*Task description*. Copy all of the records word for word.

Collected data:
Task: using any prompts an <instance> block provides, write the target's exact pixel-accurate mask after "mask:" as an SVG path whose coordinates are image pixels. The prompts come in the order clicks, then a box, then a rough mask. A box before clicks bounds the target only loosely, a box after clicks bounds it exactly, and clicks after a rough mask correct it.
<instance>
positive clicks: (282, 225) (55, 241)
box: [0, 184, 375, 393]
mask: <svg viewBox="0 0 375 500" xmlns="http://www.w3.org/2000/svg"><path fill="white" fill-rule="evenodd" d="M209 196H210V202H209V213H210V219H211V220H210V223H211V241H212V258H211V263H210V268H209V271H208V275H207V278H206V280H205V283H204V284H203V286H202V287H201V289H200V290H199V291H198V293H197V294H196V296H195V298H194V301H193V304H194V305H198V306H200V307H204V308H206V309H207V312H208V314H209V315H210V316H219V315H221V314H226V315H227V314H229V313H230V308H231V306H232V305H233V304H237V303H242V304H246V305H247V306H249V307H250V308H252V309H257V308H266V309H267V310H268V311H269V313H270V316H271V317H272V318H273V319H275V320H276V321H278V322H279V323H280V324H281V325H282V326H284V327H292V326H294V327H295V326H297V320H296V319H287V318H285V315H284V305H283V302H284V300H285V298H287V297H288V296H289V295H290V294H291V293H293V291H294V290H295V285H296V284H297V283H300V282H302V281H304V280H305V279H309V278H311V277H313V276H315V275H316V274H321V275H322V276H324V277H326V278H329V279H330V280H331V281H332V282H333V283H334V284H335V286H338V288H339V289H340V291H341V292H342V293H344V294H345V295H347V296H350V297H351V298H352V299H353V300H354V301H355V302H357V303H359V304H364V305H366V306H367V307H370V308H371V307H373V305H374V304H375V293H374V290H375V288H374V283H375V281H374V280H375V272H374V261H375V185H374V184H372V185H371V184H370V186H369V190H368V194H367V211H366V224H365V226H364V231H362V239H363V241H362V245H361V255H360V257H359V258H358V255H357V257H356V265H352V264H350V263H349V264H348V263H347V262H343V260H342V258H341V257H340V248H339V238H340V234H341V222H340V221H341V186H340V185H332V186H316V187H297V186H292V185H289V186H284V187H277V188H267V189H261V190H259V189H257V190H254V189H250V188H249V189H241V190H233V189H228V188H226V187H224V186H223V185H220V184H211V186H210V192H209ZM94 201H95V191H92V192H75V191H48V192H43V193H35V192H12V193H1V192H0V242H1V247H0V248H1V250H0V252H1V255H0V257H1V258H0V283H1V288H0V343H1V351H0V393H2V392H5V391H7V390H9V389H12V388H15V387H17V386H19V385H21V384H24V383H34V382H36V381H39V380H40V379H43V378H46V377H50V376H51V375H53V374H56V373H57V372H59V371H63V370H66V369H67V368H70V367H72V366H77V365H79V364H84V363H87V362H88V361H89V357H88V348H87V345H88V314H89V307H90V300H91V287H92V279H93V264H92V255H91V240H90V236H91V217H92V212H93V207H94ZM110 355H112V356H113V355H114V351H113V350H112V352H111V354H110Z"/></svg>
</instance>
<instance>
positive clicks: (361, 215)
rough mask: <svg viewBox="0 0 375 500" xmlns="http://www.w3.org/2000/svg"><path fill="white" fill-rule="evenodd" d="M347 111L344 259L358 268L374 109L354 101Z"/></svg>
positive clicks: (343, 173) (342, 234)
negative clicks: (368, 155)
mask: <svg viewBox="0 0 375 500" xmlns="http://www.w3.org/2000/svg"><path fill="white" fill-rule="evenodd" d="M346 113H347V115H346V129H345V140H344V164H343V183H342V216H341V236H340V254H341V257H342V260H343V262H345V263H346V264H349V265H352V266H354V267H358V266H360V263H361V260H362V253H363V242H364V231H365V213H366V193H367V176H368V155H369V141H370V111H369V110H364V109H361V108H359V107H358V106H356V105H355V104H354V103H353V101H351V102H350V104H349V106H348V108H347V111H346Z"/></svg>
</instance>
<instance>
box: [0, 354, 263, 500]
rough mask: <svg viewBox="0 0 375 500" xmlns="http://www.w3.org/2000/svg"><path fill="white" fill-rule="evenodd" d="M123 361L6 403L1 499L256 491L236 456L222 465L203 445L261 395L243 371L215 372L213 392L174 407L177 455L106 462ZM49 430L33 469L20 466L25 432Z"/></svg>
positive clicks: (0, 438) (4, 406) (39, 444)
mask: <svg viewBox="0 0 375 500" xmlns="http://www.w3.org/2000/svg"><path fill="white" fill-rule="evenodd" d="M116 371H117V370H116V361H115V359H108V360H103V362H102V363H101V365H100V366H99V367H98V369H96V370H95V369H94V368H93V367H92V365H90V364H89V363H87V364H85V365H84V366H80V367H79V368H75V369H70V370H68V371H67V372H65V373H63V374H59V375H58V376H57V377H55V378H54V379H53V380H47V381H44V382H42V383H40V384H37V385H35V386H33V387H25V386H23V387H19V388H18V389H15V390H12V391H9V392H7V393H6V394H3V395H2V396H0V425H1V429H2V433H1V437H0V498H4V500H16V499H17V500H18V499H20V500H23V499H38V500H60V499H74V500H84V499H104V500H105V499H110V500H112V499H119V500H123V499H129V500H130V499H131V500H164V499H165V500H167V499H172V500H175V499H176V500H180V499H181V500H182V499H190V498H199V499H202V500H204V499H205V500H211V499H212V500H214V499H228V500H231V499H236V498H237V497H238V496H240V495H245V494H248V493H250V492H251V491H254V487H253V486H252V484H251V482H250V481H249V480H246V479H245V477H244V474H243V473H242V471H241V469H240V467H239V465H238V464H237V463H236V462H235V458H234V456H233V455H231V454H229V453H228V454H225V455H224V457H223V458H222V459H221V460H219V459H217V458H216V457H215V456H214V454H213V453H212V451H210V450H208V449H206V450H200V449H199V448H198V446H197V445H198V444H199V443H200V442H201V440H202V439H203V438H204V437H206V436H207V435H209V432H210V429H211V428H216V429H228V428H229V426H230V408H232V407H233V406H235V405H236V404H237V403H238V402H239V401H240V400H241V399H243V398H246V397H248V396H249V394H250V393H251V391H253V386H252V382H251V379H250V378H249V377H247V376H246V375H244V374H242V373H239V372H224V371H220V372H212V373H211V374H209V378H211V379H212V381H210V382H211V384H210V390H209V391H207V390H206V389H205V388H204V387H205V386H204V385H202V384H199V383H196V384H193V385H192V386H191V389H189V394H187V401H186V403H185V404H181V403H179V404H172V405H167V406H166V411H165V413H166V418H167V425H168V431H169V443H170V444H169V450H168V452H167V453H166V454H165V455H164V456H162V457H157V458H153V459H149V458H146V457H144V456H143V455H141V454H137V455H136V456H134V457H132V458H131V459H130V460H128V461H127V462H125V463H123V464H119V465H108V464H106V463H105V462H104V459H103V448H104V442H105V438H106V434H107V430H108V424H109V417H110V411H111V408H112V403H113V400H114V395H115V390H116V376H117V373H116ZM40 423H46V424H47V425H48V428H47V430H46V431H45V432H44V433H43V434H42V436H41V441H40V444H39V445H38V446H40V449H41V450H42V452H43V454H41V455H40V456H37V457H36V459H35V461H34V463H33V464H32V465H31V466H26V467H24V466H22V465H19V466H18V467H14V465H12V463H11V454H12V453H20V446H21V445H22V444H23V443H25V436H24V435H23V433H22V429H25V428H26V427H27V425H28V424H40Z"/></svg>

*Exercise answer*.
Task: using any prompts an <instance> block provides, write the target's exact pixel-accurate mask after "mask:" as an SVG path whose coordinates are image pixels. The prompts come in the order clicks, then a box, then a rough mask. A box before clicks bounds the target only loosely, a box after clicks bounds it exactly, and clicks after a rough mask correct it.
<instance>
positive clicks: (282, 225) (55, 241)
box: [0, 184, 375, 393]
mask: <svg viewBox="0 0 375 500" xmlns="http://www.w3.org/2000/svg"><path fill="white" fill-rule="evenodd" d="M209 196H210V202H209V213H210V219H211V220H210V223H211V241H212V258H211V263H210V268H209V271H208V275H207V278H206V280H205V283H204V284H203V286H202V287H201V289H200V290H199V291H198V293H197V294H196V296H195V298H194V301H193V304H194V305H198V306H200V307H204V308H206V309H207V312H208V314H209V315H210V316H219V315H221V314H226V315H227V314H229V313H230V308H231V306H232V305H233V304H237V303H242V304H246V305H247V306H249V307H250V308H252V309H257V308H266V309H267V310H268V311H269V313H270V316H271V317H272V318H273V319H275V320H276V321H278V322H279V323H280V324H281V325H282V326H284V327H292V326H294V327H295V326H297V320H296V319H287V318H285V315H284V305H283V302H284V300H285V298H287V297H288V296H289V295H290V294H291V293H293V291H294V290H295V285H296V284H297V283H300V282H302V281H304V280H305V279H309V278H311V277H313V276H315V275H316V274H321V275H322V276H324V277H326V278H329V279H330V280H331V281H332V282H333V283H334V284H335V286H338V288H339V289H340V291H341V292H342V293H344V294H345V295H347V296H350V297H351V298H352V299H353V300H354V301H355V302H357V303H359V304H364V305H366V306H367V307H370V308H371V307H373V305H374V304H375V293H374V290H375V288H374V283H375V281H374V280H375V272H374V261H375V185H374V184H372V185H371V184H370V186H369V190H368V194H367V211H366V224H365V226H364V231H362V239H363V241H362V245H361V255H360V257H359V258H358V255H357V257H356V265H352V264H350V263H349V264H348V263H347V262H343V260H342V258H341V257H340V248H339V238H340V234H341V222H340V221H341V186H340V185H332V186H316V187H297V186H292V185H289V186H284V187H277V188H267V189H261V190H259V189H257V190H254V189H250V188H249V189H241V190H233V189H228V188H226V187H224V186H223V185H220V184H211V186H210V192H209ZM94 201H95V191H92V192H75V191H48V192H43V193H35V192H12V193H1V192H0V242H1V247H0V248H1V250H0V252H1V255H0V257H1V258H0V283H1V288H0V343H1V351H0V393H2V392H5V391H7V390H9V389H12V388H15V387H17V386H19V385H21V384H24V383H34V382H36V381H39V380H40V379H43V378H46V377H50V376H51V375H53V374H56V373H57V372H59V371H63V370H66V369H67V368H70V367H72V366H77V365H79V364H84V363H87V362H88V361H89V357H88V348H87V345H88V314H89V307H90V300H91V287H92V279H93V264H92V255H91V240H90V236H91V217H92V212H93V207H94ZM110 355H112V356H113V355H114V351H113V350H112V352H111V354H110Z"/></svg>
</instance>
<instance>
positive clicks: (361, 215)
rough mask: <svg viewBox="0 0 375 500" xmlns="http://www.w3.org/2000/svg"><path fill="white" fill-rule="evenodd" d="M347 111L344 259L358 268L374 109L354 101Z"/></svg>
positive clicks: (343, 173) (342, 234)
negative clicks: (368, 155)
mask: <svg viewBox="0 0 375 500" xmlns="http://www.w3.org/2000/svg"><path fill="white" fill-rule="evenodd" d="M346 113H347V115H346V129H345V140H344V164H343V183H342V216H341V236H340V254H341V257H342V260H343V262H345V263H346V264H349V265H352V266H354V267H358V266H360V263H361V260H362V253H363V242H364V231H365V213H366V193H367V176H368V155H369V141H370V111H369V110H364V109H361V108H359V107H358V106H356V105H355V104H354V103H353V101H351V102H350V104H349V106H348V108H347V111H346Z"/></svg>
</instance>
<instance>
box: [0, 354, 263, 500]
rough mask: <svg viewBox="0 0 375 500" xmlns="http://www.w3.org/2000/svg"><path fill="white" fill-rule="evenodd" d="M123 361L6 403L1 499L256 491L236 456L222 465L203 445L261 395L243 371L215 372L213 392L174 407L177 455L106 462ZM49 430L33 469L20 466L25 432Z"/></svg>
positive clicks: (0, 438) (4, 406) (39, 444)
mask: <svg viewBox="0 0 375 500" xmlns="http://www.w3.org/2000/svg"><path fill="white" fill-rule="evenodd" d="M116 371H117V370H116V361H115V359H108V360H103V362H102V363H101V365H100V366H99V367H98V369H96V370H95V369H94V368H93V367H92V365H90V364H89V363H87V364H85V365H84V366H80V367H79V368H75V369H70V370H68V371H67V372H65V373H63V374H59V375H58V376H57V377H55V378H54V379H53V380H47V381H44V382H42V383H40V384H37V385H35V386H33V387H25V386H23V387H19V388H18V389H15V390H12V391H9V392H7V393H6V394H3V395H2V396H0V425H1V429H2V433H1V437H0V498H4V500H16V499H17V500H18V499H20V500H23V499H38V500H60V499H74V500H84V499H104V500H105V499H110V500H112V499H119V500H123V499H129V500H130V499H131V500H164V499H165V500H167V499H172V500H175V499H176V500H180V499H181V500H182V499H190V498H199V499H202V500H204V499H205V500H211V499H212V500H214V499H228V500H231V499H236V498H237V497H238V496H240V495H245V494H248V493H250V492H251V491H254V487H253V486H252V484H251V482H250V481H249V480H246V479H245V477H244V474H243V473H242V471H241V469H240V467H239V465H238V464H237V463H236V462H235V458H234V456H233V455H231V454H229V453H228V454H225V455H224V457H223V458H222V459H221V460H219V459H217V458H216V457H215V456H214V454H213V453H212V451H210V450H208V449H206V450H200V449H199V448H198V446H197V445H198V444H199V443H200V442H201V440H202V439H203V438H204V437H206V436H207V435H209V432H210V429H211V428H216V429H228V428H229V426H230V408H232V407H233V406H235V405H236V404H237V403H238V402H239V401H240V400H241V399H243V398H246V397H248V396H249V394H250V393H251V391H253V386H252V382H251V379H250V378H249V377H247V376H246V375H244V374H242V373H239V372H224V371H220V372H212V373H211V374H209V378H211V379H212V381H210V382H211V384H210V390H209V391H207V390H206V389H205V388H204V387H205V386H204V385H202V384H199V383H196V384H193V385H192V386H191V389H189V394H187V401H186V403H185V404H181V403H179V404H172V405H167V406H166V411H165V413H166V418H167V425H168V431H169V443H170V444H169V450H168V452H167V453H166V454H165V455H164V456H162V457H157V458H153V459H149V458H146V457H144V456H143V455H141V454H137V455H136V456H134V457H132V458H131V459H130V460H128V461H127V462H125V463H123V464H119V465H108V464H106V463H105V462H104V459H103V448H104V442H105V438H106V434H107V430H108V424H109V417H110V411H111V408H112V403H113V400H114V395H115V390H116V376H117V373H116ZM40 423H46V424H47V425H48V428H47V430H46V431H45V432H44V433H43V434H42V436H41V441H40V444H39V445H38V446H40V449H41V450H42V452H43V454H41V455H40V456H37V457H36V459H35V461H34V463H33V464H32V465H31V466H26V467H24V466H22V465H19V466H18V467H14V465H12V463H11V454H12V453H20V446H21V445H22V444H23V443H25V436H24V435H23V433H22V429H25V428H26V427H27V425H28V424H40Z"/></svg>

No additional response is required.